Stated problem: Recast the lines below, starting at the line that contains "Looking for: wood finished floor" and ending at the end of the records, as a JSON list of strings with one string per line and blank lines omitted.

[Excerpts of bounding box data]

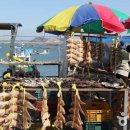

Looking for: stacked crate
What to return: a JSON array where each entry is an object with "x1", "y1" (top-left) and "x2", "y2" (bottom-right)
[{"x1": 83, "y1": 102, "x2": 112, "y2": 130}]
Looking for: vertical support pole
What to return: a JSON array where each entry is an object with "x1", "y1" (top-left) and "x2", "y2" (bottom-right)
[
  {"x1": 59, "y1": 38, "x2": 68, "y2": 78},
  {"x1": 109, "y1": 91, "x2": 112, "y2": 106},
  {"x1": 9, "y1": 24, "x2": 18, "y2": 76},
  {"x1": 123, "y1": 89, "x2": 129, "y2": 130}
]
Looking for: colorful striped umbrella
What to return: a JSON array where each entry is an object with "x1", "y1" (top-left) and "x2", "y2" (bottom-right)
[
  {"x1": 37, "y1": 3, "x2": 126, "y2": 33},
  {"x1": 124, "y1": 18, "x2": 130, "y2": 29}
]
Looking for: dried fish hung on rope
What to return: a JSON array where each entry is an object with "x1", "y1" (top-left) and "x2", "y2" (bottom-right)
[
  {"x1": 41, "y1": 85, "x2": 51, "y2": 130},
  {"x1": 0, "y1": 83, "x2": 36, "y2": 130},
  {"x1": 53, "y1": 82, "x2": 66, "y2": 130}
]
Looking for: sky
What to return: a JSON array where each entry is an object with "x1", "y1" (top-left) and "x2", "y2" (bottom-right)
[{"x1": 0, "y1": 0, "x2": 130, "y2": 39}]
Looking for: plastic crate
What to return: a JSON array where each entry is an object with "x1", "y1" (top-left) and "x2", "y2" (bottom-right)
[
  {"x1": 83, "y1": 122, "x2": 112, "y2": 130},
  {"x1": 83, "y1": 102, "x2": 112, "y2": 122}
]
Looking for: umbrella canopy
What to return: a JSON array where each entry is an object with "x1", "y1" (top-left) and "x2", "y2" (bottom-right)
[
  {"x1": 124, "y1": 18, "x2": 130, "y2": 29},
  {"x1": 37, "y1": 3, "x2": 125, "y2": 33}
]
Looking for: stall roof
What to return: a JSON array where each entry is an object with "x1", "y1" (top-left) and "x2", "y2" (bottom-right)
[{"x1": 0, "y1": 23, "x2": 22, "y2": 30}]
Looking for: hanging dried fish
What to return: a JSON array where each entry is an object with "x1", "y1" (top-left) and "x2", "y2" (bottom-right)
[
  {"x1": 54, "y1": 82, "x2": 66, "y2": 130},
  {"x1": 41, "y1": 85, "x2": 50, "y2": 130},
  {"x1": 66, "y1": 84, "x2": 85, "y2": 130}
]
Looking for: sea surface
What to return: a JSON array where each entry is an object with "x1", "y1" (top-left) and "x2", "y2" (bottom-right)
[{"x1": 0, "y1": 36, "x2": 130, "y2": 76}]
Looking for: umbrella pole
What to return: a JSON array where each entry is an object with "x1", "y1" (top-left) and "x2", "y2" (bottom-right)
[
  {"x1": 87, "y1": 25, "x2": 92, "y2": 80},
  {"x1": 114, "y1": 34, "x2": 119, "y2": 75}
]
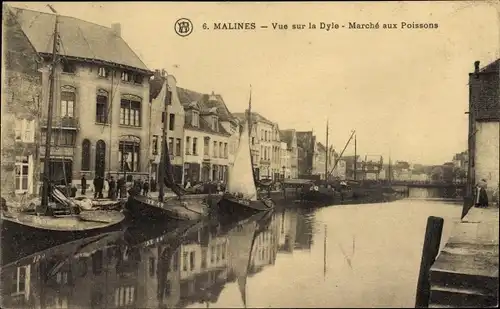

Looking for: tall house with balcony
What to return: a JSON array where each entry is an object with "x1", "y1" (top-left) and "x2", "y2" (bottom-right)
[
  {"x1": 149, "y1": 70, "x2": 185, "y2": 183},
  {"x1": 296, "y1": 131, "x2": 316, "y2": 178},
  {"x1": 13, "y1": 8, "x2": 152, "y2": 186},
  {"x1": 467, "y1": 59, "x2": 500, "y2": 204},
  {"x1": 280, "y1": 129, "x2": 299, "y2": 179},
  {"x1": 0, "y1": 5, "x2": 42, "y2": 203},
  {"x1": 177, "y1": 87, "x2": 233, "y2": 183}
]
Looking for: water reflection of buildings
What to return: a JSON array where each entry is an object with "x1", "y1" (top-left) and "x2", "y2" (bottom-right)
[
  {"x1": 277, "y1": 209, "x2": 312, "y2": 253},
  {"x1": 1, "y1": 211, "x2": 311, "y2": 309}
]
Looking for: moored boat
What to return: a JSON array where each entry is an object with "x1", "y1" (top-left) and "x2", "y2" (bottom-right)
[
  {"x1": 218, "y1": 85, "x2": 275, "y2": 216},
  {"x1": 126, "y1": 195, "x2": 209, "y2": 221}
]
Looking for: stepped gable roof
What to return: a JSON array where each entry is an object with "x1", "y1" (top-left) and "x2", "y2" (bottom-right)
[
  {"x1": 469, "y1": 59, "x2": 500, "y2": 121},
  {"x1": 177, "y1": 87, "x2": 235, "y2": 121},
  {"x1": 233, "y1": 109, "x2": 275, "y2": 125},
  {"x1": 10, "y1": 7, "x2": 152, "y2": 74}
]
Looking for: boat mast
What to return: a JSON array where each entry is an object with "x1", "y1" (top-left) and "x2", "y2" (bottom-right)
[
  {"x1": 42, "y1": 4, "x2": 59, "y2": 207},
  {"x1": 330, "y1": 131, "x2": 356, "y2": 173},
  {"x1": 158, "y1": 78, "x2": 170, "y2": 202},
  {"x1": 325, "y1": 118, "x2": 330, "y2": 181}
]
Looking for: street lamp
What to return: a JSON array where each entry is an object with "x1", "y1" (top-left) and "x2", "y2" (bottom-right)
[{"x1": 122, "y1": 152, "x2": 128, "y2": 183}]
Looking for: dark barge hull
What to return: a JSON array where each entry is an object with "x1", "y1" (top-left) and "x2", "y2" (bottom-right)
[{"x1": 0, "y1": 215, "x2": 124, "y2": 257}]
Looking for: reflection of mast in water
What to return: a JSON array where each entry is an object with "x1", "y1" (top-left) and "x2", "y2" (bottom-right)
[{"x1": 323, "y1": 224, "x2": 328, "y2": 279}]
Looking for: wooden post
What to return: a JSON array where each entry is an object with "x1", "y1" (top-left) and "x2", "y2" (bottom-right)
[{"x1": 415, "y1": 216, "x2": 444, "y2": 308}]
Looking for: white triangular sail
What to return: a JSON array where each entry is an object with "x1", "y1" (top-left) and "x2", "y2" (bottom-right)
[
  {"x1": 226, "y1": 121, "x2": 257, "y2": 201},
  {"x1": 228, "y1": 220, "x2": 257, "y2": 308}
]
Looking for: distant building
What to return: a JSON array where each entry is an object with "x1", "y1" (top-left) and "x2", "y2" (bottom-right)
[
  {"x1": 233, "y1": 110, "x2": 283, "y2": 180},
  {"x1": 149, "y1": 70, "x2": 185, "y2": 183},
  {"x1": 6, "y1": 8, "x2": 152, "y2": 190},
  {"x1": 468, "y1": 59, "x2": 500, "y2": 203},
  {"x1": 280, "y1": 129, "x2": 299, "y2": 179},
  {"x1": 296, "y1": 131, "x2": 316, "y2": 178},
  {"x1": 177, "y1": 87, "x2": 239, "y2": 181}
]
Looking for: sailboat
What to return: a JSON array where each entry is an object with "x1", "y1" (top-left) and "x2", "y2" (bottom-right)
[
  {"x1": 218, "y1": 85, "x2": 275, "y2": 216},
  {"x1": 125, "y1": 80, "x2": 209, "y2": 221},
  {"x1": 1, "y1": 5, "x2": 125, "y2": 242}
]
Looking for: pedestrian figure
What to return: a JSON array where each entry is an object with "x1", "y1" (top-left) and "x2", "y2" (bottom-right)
[
  {"x1": 474, "y1": 179, "x2": 488, "y2": 208},
  {"x1": 71, "y1": 186, "x2": 78, "y2": 197},
  {"x1": 142, "y1": 178, "x2": 149, "y2": 196},
  {"x1": 108, "y1": 176, "x2": 116, "y2": 200},
  {"x1": 82, "y1": 175, "x2": 87, "y2": 195}
]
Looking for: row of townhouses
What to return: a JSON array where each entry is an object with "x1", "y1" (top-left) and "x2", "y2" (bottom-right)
[
  {"x1": 1, "y1": 5, "x2": 344, "y2": 199},
  {"x1": 0, "y1": 210, "x2": 313, "y2": 308}
]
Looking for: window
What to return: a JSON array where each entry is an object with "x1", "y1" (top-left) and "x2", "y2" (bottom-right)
[
  {"x1": 165, "y1": 89, "x2": 172, "y2": 105},
  {"x1": 97, "y1": 67, "x2": 109, "y2": 78},
  {"x1": 62, "y1": 61, "x2": 76, "y2": 74},
  {"x1": 82, "y1": 139, "x2": 90, "y2": 171},
  {"x1": 15, "y1": 157, "x2": 29, "y2": 193},
  {"x1": 191, "y1": 111, "x2": 200, "y2": 127},
  {"x1": 41, "y1": 130, "x2": 76, "y2": 146},
  {"x1": 168, "y1": 114, "x2": 175, "y2": 131},
  {"x1": 175, "y1": 138, "x2": 181, "y2": 156},
  {"x1": 203, "y1": 136, "x2": 210, "y2": 156},
  {"x1": 118, "y1": 141, "x2": 140, "y2": 172},
  {"x1": 164, "y1": 280, "x2": 172, "y2": 297},
  {"x1": 120, "y1": 96, "x2": 141, "y2": 127},
  {"x1": 193, "y1": 137, "x2": 198, "y2": 156},
  {"x1": 149, "y1": 257, "x2": 156, "y2": 277},
  {"x1": 186, "y1": 136, "x2": 191, "y2": 155},
  {"x1": 95, "y1": 90, "x2": 108, "y2": 123},
  {"x1": 201, "y1": 250, "x2": 207, "y2": 269},
  {"x1": 132, "y1": 74, "x2": 144, "y2": 84},
  {"x1": 172, "y1": 253, "x2": 179, "y2": 271},
  {"x1": 61, "y1": 91, "x2": 75, "y2": 118},
  {"x1": 189, "y1": 251, "x2": 195, "y2": 270},
  {"x1": 152, "y1": 135, "x2": 158, "y2": 156},
  {"x1": 168, "y1": 137, "x2": 174, "y2": 155},
  {"x1": 182, "y1": 252, "x2": 188, "y2": 271},
  {"x1": 121, "y1": 71, "x2": 132, "y2": 82},
  {"x1": 15, "y1": 119, "x2": 35, "y2": 143},
  {"x1": 212, "y1": 116, "x2": 219, "y2": 132}
]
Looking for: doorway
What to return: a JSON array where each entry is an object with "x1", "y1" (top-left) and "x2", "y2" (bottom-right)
[{"x1": 95, "y1": 140, "x2": 106, "y2": 177}]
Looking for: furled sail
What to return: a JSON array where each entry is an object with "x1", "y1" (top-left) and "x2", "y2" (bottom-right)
[
  {"x1": 226, "y1": 121, "x2": 257, "y2": 201},
  {"x1": 227, "y1": 214, "x2": 262, "y2": 307}
]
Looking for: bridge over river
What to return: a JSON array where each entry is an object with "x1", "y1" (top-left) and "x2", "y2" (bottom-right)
[{"x1": 390, "y1": 181, "x2": 466, "y2": 199}]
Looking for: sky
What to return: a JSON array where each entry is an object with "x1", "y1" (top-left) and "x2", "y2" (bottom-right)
[{"x1": 10, "y1": 1, "x2": 500, "y2": 164}]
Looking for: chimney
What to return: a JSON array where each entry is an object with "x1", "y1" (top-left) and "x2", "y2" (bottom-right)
[{"x1": 111, "y1": 23, "x2": 122, "y2": 37}]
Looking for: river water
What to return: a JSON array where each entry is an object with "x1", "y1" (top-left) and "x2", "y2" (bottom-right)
[{"x1": 1, "y1": 200, "x2": 461, "y2": 308}]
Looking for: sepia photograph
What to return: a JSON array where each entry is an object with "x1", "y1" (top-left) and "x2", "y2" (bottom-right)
[{"x1": 0, "y1": 0, "x2": 500, "y2": 309}]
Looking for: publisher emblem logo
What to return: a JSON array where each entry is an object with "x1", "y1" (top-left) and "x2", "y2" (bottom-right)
[{"x1": 174, "y1": 18, "x2": 193, "y2": 36}]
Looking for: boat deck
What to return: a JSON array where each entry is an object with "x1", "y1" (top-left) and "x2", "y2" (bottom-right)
[{"x1": 2, "y1": 211, "x2": 125, "y2": 231}]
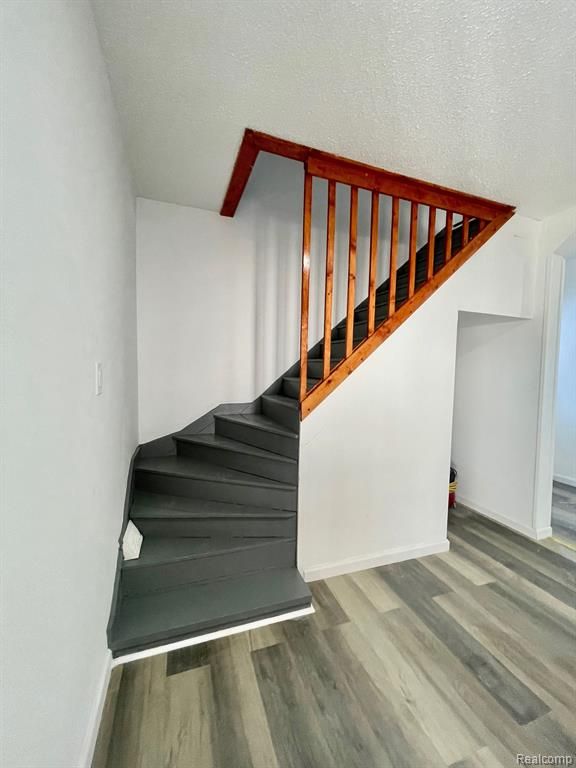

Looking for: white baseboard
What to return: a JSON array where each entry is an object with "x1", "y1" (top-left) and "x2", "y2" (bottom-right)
[
  {"x1": 299, "y1": 539, "x2": 450, "y2": 581},
  {"x1": 112, "y1": 605, "x2": 314, "y2": 667},
  {"x1": 457, "y1": 496, "x2": 552, "y2": 541},
  {"x1": 80, "y1": 650, "x2": 112, "y2": 768},
  {"x1": 554, "y1": 475, "x2": 576, "y2": 488}
]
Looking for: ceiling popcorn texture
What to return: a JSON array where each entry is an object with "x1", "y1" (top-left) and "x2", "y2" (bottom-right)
[{"x1": 93, "y1": 0, "x2": 576, "y2": 218}]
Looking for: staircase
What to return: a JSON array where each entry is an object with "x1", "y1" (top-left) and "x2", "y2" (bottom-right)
[{"x1": 108, "y1": 132, "x2": 513, "y2": 657}]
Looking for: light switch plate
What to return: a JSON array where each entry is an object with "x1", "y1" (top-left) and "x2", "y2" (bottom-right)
[{"x1": 95, "y1": 363, "x2": 102, "y2": 395}]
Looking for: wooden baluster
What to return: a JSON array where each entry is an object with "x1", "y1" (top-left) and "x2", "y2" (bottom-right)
[
  {"x1": 444, "y1": 211, "x2": 454, "y2": 262},
  {"x1": 408, "y1": 203, "x2": 418, "y2": 299},
  {"x1": 345, "y1": 187, "x2": 358, "y2": 357},
  {"x1": 426, "y1": 205, "x2": 436, "y2": 280},
  {"x1": 388, "y1": 197, "x2": 400, "y2": 317},
  {"x1": 462, "y1": 216, "x2": 470, "y2": 248},
  {"x1": 322, "y1": 181, "x2": 336, "y2": 379},
  {"x1": 367, "y1": 192, "x2": 380, "y2": 336},
  {"x1": 300, "y1": 172, "x2": 312, "y2": 402}
]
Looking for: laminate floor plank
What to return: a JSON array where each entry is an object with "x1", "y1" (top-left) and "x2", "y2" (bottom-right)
[
  {"x1": 455, "y1": 524, "x2": 576, "y2": 606},
  {"x1": 92, "y1": 510, "x2": 576, "y2": 768},
  {"x1": 436, "y1": 593, "x2": 576, "y2": 712},
  {"x1": 454, "y1": 522, "x2": 576, "y2": 598}
]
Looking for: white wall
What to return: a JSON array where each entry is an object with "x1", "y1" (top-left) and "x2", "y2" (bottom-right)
[
  {"x1": 137, "y1": 154, "x2": 448, "y2": 442},
  {"x1": 298, "y1": 217, "x2": 539, "y2": 579},
  {"x1": 0, "y1": 0, "x2": 137, "y2": 768},
  {"x1": 554, "y1": 256, "x2": 576, "y2": 486},
  {"x1": 453, "y1": 209, "x2": 576, "y2": 538}
]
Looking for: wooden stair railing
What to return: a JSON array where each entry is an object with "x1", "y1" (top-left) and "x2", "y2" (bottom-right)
[{"x1": 220, "y1": 130, "x2": 515, "y2": 418}]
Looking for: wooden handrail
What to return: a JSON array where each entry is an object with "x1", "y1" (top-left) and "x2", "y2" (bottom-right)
[
  {"x1": 388, "y1": 197, "x2": 400, "y2": 317},
  {"x1": 220, "y1": 128, "x2": 514, "y2": 222},
  {"x1": 221, "y1": 130, "x2": 514, "y2": 418}
]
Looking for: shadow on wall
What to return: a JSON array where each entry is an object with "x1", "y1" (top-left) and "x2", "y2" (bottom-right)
[{"x1": 237, "y1": 153, "x2": 461, "y2": 389}]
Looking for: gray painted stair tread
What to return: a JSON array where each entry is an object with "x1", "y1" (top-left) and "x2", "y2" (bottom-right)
[
  {"x1": 262, "y1": 395, "x2": 300, "y2": 411},
  {"x1": 112, "y1": 568, "x2": 311, "y2": 651},
  {"x1": 175, "y1": 435, "x2": 298, "y2": 465},
  {"x1": 282, "y1": 378, "x2": 320, "y2": 389},
  {"x1": 130, "y1": 490, "x2": 295, "y2": 519},
  {"x1": 216, "y1": 414, "x2": 298, "y2": 440},
  {"x1": 136, "y1": 456, "x2": 295, "y2": 490},
  {"x1": 122, "y1": 537, "x2": 293, "y2": 570}
]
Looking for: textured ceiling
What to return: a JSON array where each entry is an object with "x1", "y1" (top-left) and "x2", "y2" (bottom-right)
[{"x1": 93, "y1": 0, "x2": 576, "y2": 217}]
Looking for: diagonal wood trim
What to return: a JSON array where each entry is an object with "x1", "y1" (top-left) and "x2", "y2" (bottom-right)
[
  {"x1": 220, "y1": 128, "x2": 514, "y2": 221},
  {"x1": 300, "y1": 209, "x2": 514, "y2": 419}
]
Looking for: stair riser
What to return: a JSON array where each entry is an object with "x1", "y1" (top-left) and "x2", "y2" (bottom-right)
[
  {"x1": 176, "y1": 439, "x2": 298, "y2": 483},
  {"x1": 133, "y1": 517, "x2": 296, "y2": 538},
  {"x1": 262, "y1": 398, "x2": 300, "y2": 432},
  {"x1": 122, "y1": 541, "x2": 296, "y2": 596},
  {"x1": 136, "y1": 470, "x2": 297, "y2": 511},
  {"x1": 282, "y1": 379, "x2": 318, "y2": 400},
  {"x1": 215, "y1": 416, "x2": 298, "y2": 459}
]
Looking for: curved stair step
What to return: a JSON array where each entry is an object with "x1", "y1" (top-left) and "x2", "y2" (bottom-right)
[
  {"x1": 134, "y1": 456, "x2": 297, "y2": 510},
  {"x1": 110, "y1": 567, "x2": 311, "y2": 657},
  {"x1": 174, "y1": 435, "x2": 298, "y2": 485},
  {"x1": 214, "y1": 413, "x2": 298, "y2": 459},
  {"x1": 130, "y1": 491, "x2": 296, "y2": 538},
  {"x1": 121, "y1": 537, "x2": 295, "y2": 598}
]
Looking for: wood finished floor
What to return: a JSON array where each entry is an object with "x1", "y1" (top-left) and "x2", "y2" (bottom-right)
[
  {"x1": 552, "y1": 482, "x2": 576, "y2": 546},
  {"x1": 93, "y1": 510, "x2": 576, "y2": 768}
]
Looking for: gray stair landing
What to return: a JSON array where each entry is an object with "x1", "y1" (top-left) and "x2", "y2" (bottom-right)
[
  {"x1": 121, "y1": 537, "x2": 296, "y2": 597},
  {"x1": 110, "y1": 568, "x2": 311, "y2": 656}
]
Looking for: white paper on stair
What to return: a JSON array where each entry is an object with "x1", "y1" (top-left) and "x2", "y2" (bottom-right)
[{"x1": 122, "y1": 520, "x2": 144, "y2": 560}]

Answer to this task:
[
  "Looking for: wood finished floor",
  "What to return: a JSON array where each entry is an object with \"x1\", \"y1\" (top-left) and \"x2\", \"y2\" (bottom-right)",
  "[",
  "  {\"x1\": 552, \"y1\": 482, \"x2\": 576, \"y2\": 546},",
  "  {\"x1\": 93, \"y1\": 510, \"x2\": 576, \"y2\": 768}",
  "]",
  "Looking for: gray stair landing",
  "What to return: a JSON array where each entry is an object with \"x1\", \"y1\" (top-left) and \"x2\", \"y2\" (bottom-right)",
  "[",
  "  {\"x1\": 121, \"y1\": 537, \"x2\": 296, \"y2\": 597},",
  "  {\"x1\": 110, \"y1\": 568, \"x2\": 311, \"y2\": 656}",
  "]",
  "Looking for: white paper on stair",
  "What to return: a JSON array where each entry is an object with \"x1\", \"y1\" (top-left) and \"x2\", \"y2\" (bottom-right)",
  "[{\"x1\": 122, \"y1\": 520, \"x2\": 144, \"y2\": 560}]"
]